◆ Text ◆
= = = = = = =
Who's next? If others will respond with their information I will share more information about the construction and controlled destruction of of these parts for purposes of precious metals recovery, complete with photos, processes, and videos. 

Steve


----------



## srlaulis

Steve,

I'm so excited you have created this thread! I will be anxiously watching this thread throughout it's duration! Thank you, thank you, thank you. I would like to know what pm's are on those parts, in each of the pictures? They look like rusty, greasy parts to me.


Steven


----------



## lazersteve

They are rusty and greasy, but that comes with the territory. I'll post much more information as others contribute.

Steve


----------



## jonn

Steve, it's very nice of you to share this information with the Forum, I hope it doesn't impact your livelihood negatively. I wonder , are there PM's in fuel cells? Like as in fuel cells from jet airplanes? I know most cases are aluminum and there are some tubes and wires inside but I'm not sure what those tubes and wires would be made of. Any ideas? Also any PM's in other turbines that you know of? Thanks and good luck,I hope you get more business, Jonn.


----------



## lazersteve

John,

I have never had the opportunity to handle any fuel cells first hand so I have no clue if they contain values or not. The purpose of this thread is not to drum up business, but to expand and share knowledge with others who have not had the opportunity to deal with this scrap source. I consider this thread an educational venture, that is why I posted it in the 'Types of PM Scrap' section.

Hopefully this thread will bring out those knowledgeable in this form of scrap to share what they have learned for the benefit of everyone in the group.

Steve


----------



## drtyTshrt

The fan blades are titanium correct? As well as fuel lines,not to be confused with the fuel nozzels.
= = = = = = =
◆ Stored entries ◆
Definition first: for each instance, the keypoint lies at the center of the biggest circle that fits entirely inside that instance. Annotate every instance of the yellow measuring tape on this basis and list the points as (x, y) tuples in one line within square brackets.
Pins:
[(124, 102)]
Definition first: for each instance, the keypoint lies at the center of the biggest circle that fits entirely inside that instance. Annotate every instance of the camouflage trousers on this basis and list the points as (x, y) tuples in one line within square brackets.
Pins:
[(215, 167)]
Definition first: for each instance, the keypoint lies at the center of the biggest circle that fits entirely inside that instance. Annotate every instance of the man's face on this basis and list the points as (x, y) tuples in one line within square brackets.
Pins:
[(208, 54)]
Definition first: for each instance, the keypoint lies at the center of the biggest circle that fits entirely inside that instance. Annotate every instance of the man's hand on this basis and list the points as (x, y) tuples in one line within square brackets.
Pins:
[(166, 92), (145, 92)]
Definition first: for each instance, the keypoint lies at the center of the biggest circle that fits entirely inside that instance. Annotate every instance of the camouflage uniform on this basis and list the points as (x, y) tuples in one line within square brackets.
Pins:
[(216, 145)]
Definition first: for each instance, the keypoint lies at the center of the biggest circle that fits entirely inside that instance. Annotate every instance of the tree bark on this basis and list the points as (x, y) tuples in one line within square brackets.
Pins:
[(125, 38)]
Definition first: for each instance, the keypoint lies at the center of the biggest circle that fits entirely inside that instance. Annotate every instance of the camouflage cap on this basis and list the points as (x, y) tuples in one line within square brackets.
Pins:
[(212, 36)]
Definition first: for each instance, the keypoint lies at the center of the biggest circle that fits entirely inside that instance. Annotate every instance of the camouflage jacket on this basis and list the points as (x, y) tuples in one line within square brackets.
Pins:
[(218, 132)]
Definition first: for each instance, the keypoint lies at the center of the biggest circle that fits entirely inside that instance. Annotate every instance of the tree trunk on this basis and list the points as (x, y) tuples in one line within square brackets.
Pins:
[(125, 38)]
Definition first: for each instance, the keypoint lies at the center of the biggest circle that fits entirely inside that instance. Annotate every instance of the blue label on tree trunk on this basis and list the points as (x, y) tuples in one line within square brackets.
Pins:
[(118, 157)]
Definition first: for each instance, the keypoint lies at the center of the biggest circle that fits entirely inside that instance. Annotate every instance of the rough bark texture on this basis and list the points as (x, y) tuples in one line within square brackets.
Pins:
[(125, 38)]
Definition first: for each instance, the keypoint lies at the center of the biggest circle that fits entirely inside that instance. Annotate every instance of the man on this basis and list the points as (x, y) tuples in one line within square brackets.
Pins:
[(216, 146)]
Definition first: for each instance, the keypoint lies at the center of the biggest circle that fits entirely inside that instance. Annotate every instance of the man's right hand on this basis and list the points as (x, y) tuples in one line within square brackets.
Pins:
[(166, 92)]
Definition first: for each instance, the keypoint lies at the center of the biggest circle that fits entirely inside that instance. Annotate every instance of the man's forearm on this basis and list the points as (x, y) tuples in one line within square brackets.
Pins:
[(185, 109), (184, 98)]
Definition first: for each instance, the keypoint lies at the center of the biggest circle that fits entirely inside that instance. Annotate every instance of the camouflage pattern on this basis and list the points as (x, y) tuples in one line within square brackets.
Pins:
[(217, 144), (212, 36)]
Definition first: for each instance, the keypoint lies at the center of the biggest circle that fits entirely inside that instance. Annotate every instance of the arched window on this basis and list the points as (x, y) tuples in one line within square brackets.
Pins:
= = = = = = =
◆ Tasks for this exercise ◆
(a) Using the forum thread above, decide whether each statement agrees with it: (i) lazersteve says the thread is meant to drum up business; (ii) lazersteve has handled fuel cells first hand; (iii) srlaulis thinks the parts in the pictures look rusty and greasy. Answer yes or no for each, quoting the words of the thread that settle it.
(b) Reproduce the part of the forum thread between "I have never" and "PM Scrap' section.", inclusive.

◆ Response list ◆
(a)
(i) No: "The purpose of this thread is not to drum up business"
(ii) No: "I have never had the opportunity to handle any fuel cells first hand"
(iii) Yes: "They look like rusty, greasy parts to me."

(b)
I have never had the opportunity to handle any fuel cells first hand so I have no clue if they contain values or not. The purpose of this thread is not to drum up business, but to expand and share knowledge with others who have not had the opportunity to deal with this scrap source. I consider this thread an educational venture, that is why I posted it in the 'Types of PM Scrap' section.